▸ REQUIRED TASK A
Decide whether each statement agrees with the filesystem message: (i) benchmarks show ext3 running faster than XFS; (ii) the writer's own test cut the power during an rsync; (iii) the writer expects a filesystem to survive block device failures. Answer yes or no for each and quote the words from the message that settle it.
▸ REQUIRED TASK B
In one to three sentences, explain why the writer of the filesystem message has only one rule of thumb about filesystems, using the reason the message gives.

▸ TEXT SECTION
....................

On Sat, Feb 17, 2007 at 12:39:09PM -0500, Matthew Rosewarne said:
> I know this could very well result in outright religious conflict, but I was 
> wondering what people had to say about filesystems.

I have only one rule of thumb with filesystems, probably because I am a
simple person.  If I write it to disk, I'd like to be able to read it
back later, and if I'd like to be able to read it back later, I write
it to disk.

There are lots of religious wars about speed, extra functionality, and
so on, but I frankly don't care that much.  The only thing I ask of a
filesystem is that it survives normal failure modes (power cuts and so
on - block device failures are probably asking too much).  I know from
benchmarks that ext3 is 10% slower than XFS on the same hardware with
the same testsuite.  I also know that in my simple minded test, where
all I did was turn off the power supply mid rsync, the ext3 file system
was useful, while the XFS one had a lot of null bits randomly added to
every open file handle.  Resier has even more interesting failure modes.

....................

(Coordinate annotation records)
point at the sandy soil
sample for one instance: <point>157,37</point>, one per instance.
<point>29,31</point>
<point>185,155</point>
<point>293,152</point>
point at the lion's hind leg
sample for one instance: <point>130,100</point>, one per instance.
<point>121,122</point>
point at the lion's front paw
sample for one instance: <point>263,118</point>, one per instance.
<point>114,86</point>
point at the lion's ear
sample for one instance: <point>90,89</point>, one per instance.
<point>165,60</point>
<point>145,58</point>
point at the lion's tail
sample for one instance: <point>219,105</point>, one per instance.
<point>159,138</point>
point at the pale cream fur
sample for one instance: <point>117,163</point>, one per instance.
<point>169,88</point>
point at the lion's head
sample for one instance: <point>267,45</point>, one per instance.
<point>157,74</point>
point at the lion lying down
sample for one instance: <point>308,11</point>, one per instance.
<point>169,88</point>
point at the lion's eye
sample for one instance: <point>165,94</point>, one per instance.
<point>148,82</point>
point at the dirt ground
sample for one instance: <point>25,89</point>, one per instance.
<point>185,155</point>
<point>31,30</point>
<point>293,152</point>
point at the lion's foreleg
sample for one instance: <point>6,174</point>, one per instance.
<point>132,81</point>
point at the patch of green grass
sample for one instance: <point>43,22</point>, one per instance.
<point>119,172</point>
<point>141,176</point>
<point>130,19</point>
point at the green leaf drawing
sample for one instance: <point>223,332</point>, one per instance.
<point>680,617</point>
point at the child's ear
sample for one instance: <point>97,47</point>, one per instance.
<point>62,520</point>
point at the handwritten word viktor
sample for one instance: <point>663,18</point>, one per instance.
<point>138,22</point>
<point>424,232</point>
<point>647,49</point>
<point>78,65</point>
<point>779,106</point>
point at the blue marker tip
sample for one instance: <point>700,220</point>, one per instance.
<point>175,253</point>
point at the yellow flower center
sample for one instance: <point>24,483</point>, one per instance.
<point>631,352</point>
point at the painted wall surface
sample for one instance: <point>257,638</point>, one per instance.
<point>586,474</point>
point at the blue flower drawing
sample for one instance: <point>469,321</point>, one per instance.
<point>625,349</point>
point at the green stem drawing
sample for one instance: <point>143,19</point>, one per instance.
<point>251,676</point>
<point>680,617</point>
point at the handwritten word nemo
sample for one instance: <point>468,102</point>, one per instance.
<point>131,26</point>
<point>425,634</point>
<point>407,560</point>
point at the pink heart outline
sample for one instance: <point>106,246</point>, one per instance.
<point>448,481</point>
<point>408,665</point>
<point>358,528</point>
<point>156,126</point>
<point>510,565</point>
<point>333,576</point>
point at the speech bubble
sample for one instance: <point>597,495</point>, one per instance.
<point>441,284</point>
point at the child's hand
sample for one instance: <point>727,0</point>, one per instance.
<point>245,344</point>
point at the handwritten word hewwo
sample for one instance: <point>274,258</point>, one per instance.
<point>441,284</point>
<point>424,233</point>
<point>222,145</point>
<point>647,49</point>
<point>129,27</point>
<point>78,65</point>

....................

▸ TASK RESPONSE A
(i) No: "ext3 is 10% slower than XFS on the same hardware with the same testsuite."
(ii) Yes: "all I did was turn off the power supply mid rsync."
(iii) No: "block device failures are probably asking too much."

▸ TASK RESPONSE B
The writer says it is probably because they are a simple person. That single rule is that anything written to disk should be readable later.